*Page excerpt*:
Re: Return pg_control from pg_backup_stop().

From: David Steele <david(at)pgbackrest(dot)org>
To: Michael Paquier <michael(at)paquier(dot)xyz>
Cc: Haibo Yan <tristan(dot)yim(at)gmail(dot)com>, Pg Hackers <pgsql-hackers(at)postgresql(dot)org>, Heikki Linnakangas <hlinnaka(at)iki(dot)fi>, Robert Haas <robertmhaas(at)gmail(dot)com>, Andres Freund <andres(at)anarazel(dot)de>, Fujii Masao <masao(dot)fujii(at)gmail(dot)com>
Subject: Re: Return pg_control from pg_backup_stop().
Date: 2026-04-13 14:55:10
Message-ID: 4193dcbc-591e-44bb-816c-43b4ae70d31c@pgbackrest.org
Views: Whole Thread | Raw Message | Download mbox | Resend email
Thread:
Lists: pgsql-hackers

On 3/18/26 19:26, David Steele wrote:
> On 3/18/26 15:26, Michael Paquier wrote:
>> On Wed, Mar 18, 2026 at 07:35:47AM +0000, David Steele wrote:
>>> You are correct -- the copy of pg_control needs to happen before
>>> do_pg_backup_stop(). An older version of this patch saved pg_control in
>>> backup_state which made the prior location safe. However, I missed
>>> moving
>>> this code when I moved pg_control out of backup_state. Code review to
>>> the
>>> rescue.
>>
>> Right.  I am wondering also if the final result would not be better
>> without 0002, actually, focusing only on the "simpler" base backup
>> case through the replication protocol, and you are making a good case
>> in mentioning it as not absolutely mandatory for base backups that are
>> taken through the SQL functions.  One could always tweak the flag
>> manually in the control file based on the contents taken from the data
>> folder.  That's more hairy than writing the entire file, for sure,
>> still possible.
>
> Getting even 01 into PG19 would be a great outcome. This would solve the
> problem of torn pg_control and deleted backup labels for any backups
> made with pg_basebackup and that's going to cover a *lot* of cases.

*Activity 1*:
Answer these about the message:
(a) Who sent it?
(b) What date and time does it show?
(c) According to the quoted reply, the copy of pg_control needs to happen before which call?

*Supplied entries*:
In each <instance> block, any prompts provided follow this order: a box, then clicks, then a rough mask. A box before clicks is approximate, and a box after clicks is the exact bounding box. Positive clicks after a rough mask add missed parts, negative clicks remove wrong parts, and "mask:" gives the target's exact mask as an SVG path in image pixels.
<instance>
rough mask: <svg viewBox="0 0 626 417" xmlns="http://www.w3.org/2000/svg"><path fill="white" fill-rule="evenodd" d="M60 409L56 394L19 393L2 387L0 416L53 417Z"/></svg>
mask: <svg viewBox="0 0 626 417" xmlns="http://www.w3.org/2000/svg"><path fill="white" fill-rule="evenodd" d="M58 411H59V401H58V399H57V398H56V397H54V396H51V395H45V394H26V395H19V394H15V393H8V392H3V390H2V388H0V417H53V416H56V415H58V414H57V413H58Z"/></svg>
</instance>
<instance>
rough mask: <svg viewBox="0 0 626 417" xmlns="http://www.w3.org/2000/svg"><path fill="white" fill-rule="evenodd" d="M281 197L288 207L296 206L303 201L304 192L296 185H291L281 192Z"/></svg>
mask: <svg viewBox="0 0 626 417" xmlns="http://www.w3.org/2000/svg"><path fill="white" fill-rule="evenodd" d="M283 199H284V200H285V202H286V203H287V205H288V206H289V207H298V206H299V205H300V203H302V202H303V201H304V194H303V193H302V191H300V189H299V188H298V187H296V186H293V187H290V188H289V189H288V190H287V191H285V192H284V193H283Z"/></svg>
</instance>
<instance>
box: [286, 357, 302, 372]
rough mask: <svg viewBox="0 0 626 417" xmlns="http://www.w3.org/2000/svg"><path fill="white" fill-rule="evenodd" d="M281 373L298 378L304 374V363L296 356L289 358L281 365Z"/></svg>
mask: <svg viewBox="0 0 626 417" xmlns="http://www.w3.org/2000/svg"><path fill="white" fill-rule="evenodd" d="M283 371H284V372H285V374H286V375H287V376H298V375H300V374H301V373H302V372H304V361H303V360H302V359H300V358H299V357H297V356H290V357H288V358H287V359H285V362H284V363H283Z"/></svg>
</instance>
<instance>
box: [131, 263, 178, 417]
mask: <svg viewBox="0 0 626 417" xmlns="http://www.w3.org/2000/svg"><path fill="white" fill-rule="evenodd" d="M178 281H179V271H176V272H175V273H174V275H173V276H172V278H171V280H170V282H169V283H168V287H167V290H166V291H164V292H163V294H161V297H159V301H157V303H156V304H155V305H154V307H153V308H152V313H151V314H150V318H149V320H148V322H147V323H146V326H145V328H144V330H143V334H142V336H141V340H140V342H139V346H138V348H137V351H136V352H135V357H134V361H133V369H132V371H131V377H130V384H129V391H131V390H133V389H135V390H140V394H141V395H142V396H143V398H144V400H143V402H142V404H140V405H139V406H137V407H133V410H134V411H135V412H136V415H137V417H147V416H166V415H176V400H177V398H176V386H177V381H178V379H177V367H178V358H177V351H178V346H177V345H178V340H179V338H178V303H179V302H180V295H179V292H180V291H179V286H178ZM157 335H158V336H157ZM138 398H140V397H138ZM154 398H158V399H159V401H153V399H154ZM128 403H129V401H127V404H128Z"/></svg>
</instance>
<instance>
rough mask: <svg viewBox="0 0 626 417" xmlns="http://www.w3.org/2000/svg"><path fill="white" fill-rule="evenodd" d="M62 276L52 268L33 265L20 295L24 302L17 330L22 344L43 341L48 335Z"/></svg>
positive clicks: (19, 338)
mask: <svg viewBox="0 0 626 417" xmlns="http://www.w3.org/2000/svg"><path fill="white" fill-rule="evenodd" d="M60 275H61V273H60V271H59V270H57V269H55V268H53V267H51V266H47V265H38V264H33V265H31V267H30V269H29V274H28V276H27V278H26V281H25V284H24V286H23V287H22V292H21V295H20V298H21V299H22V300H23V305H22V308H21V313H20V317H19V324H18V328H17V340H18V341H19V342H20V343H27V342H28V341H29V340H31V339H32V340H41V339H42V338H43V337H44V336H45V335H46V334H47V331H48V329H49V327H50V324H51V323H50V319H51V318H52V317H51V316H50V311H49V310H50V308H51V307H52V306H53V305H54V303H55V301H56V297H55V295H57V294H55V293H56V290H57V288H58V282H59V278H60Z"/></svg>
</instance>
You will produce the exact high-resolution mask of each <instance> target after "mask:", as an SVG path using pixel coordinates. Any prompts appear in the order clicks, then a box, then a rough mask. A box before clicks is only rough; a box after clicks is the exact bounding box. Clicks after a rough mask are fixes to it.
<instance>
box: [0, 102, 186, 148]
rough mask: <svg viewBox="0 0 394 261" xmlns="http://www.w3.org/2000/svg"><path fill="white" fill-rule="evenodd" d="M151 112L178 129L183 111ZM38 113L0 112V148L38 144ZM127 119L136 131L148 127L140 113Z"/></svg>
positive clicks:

*Activity 2*:
In the listing, begin at its first line and stop after the line that has "409L56 394L19 393L2". Rewrite those lines with "approximate" changed to "rough", and leave everything else as it is.

*Task response 1*:
(a) David Steele
(b) 2026-04-13 14:55:10
(c) do_pg_backup_stop()

*Task response 2*:
In each <instance> block, any prompts provided follow this order: a box, then clicks, then a rough mask. A box before clicks is rough, and a box after clicks is the exact bounding box. Positive clicks after a rough mask add missed parts, negative clicks remove wrong parts, and "mask:" gives the target's exact mask as an SVG path in image pixels.
<instance>
rough mask: <svg viewBox="0 0 626 417" xmlns="http://www.w3.org/2000/svg"><path fill="white" fill-rule="evenodd" d="M60 409L56 394L19 393L2 387L0 416L53 417Z"/></svg>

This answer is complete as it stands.